*Extract provided*
···

As unlikely as it may seem, I’m actually a fairly big supporter of billboard advertising. Not because the cost per impression is necessarily much better than say, traditional media outlets (like TV & radio), but partially because billboards capture an audience that is:
- Already out driving, and
- (When used correctly,) already near the business
explains the difference between both a radio ad and a billboard sign. Many businesses plan hard to ensure their storefront is in a prime, visible destination spot. That is, if you’re a furniture retailer, best practices tell you that you need to be huddled around ‘furniture row’ where all the big players play. If you’re a clothing outlet store, chances are there’s a great outdoor mall strip with foot traffic that you’d best find a vacant space in.
For niches that typically huddle around a retail hub, having a business location outside the hub means being generally unpatronized. For example: think, “If I need running shoes, I’ll go to the mall. If I spend all day in the mall until I’m exhausted, what are the chances I’m going to drive to a separate, free-standing FootLocker when I’m done?”. Not likely. What this typically means is that drive-by
traffic (as opposed to “ad driven”
traffic) makes up a large percentage of store patrons.

···

*What to do*
(A) In the extract on billboard advertising, where do best practices tell a furniture retailer to locate its store?
(B) Continue the extract on billboard advertising from the point where it stops.

*Material provided*
···

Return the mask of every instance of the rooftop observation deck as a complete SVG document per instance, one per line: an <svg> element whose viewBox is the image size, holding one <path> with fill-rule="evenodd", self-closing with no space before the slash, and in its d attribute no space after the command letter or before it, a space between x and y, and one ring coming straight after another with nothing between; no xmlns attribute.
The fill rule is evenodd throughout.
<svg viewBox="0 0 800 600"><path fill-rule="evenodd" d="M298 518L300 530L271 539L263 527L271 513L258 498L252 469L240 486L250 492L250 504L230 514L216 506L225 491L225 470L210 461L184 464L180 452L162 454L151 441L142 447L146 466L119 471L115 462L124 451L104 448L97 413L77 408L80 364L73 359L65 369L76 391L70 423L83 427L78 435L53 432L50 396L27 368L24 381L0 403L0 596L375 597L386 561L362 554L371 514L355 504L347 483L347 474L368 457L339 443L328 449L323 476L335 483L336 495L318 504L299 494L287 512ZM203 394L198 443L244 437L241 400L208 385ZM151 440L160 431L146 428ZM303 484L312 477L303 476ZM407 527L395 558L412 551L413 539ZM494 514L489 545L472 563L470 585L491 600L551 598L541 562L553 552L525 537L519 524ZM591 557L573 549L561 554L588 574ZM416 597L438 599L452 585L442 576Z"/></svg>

···

*The replies*
(A) Around "furniture row," where all the big players are.

(B)
Unfortunately, due to time constraints and sheer limited amount of patience & energy, customers don’t typically make it into every shop in a retail plaza. The businesses that garner the most traffic in those plazas are the ones with:
- The most recognizable brand names
- The most compelling offers
- The most signage
Here is where billboard advertising comes in.
In many cities, local laws govern the amount of signage a building is allowed to have. Typically, the signage is a given number (in Sq. Ft.) in proportion to the amount of store front parallel to the road it’s being displayed against. This is typically done to reduce the amount of tacky & unnecessarily promotional signs that read along a state road. A large building with 300 ft. of storefront, for example, may only be allowed 50-100 sq. ft. of logo signage between both the roadside sign and the logo on the building. As a side note, this is typically why the larger firms will purchase entire plazas & name the plaza after themselves. Making an impression on passers-by once with your road sign, and then again with a large plaza sign reinforces the retails location and business size.
Billboards, however, are a way to combat these local signage restrictions. The typical 30-sheet billboard is 12′ x 24′, with larger freeway billboards closer to 14′ x 48′. With no limit to the amount of billboards you can purchase up (only to the location) store signage is boundless–and making enough of the right impression with additional ‘signage’ may swing customers to patron your business instead of nearby competitors.
Being smart with the location is key here. The idea is to capture prospects that are already
in the market for your good or services.
We’re not trying to create demand, we’re just trying to capture a piece of the pie.
Consider a Verizon store that is right
next to an AT&T store. The Verizon store is aware that the AT&T store does a significant amount of local advertising in an attempt to drive business to their location. Their advertising is typically radio, TV, & newspaper and always gives the location of AT&T’s freestanding building within the ad. How successful then would advertising the same way for the Verizon store be?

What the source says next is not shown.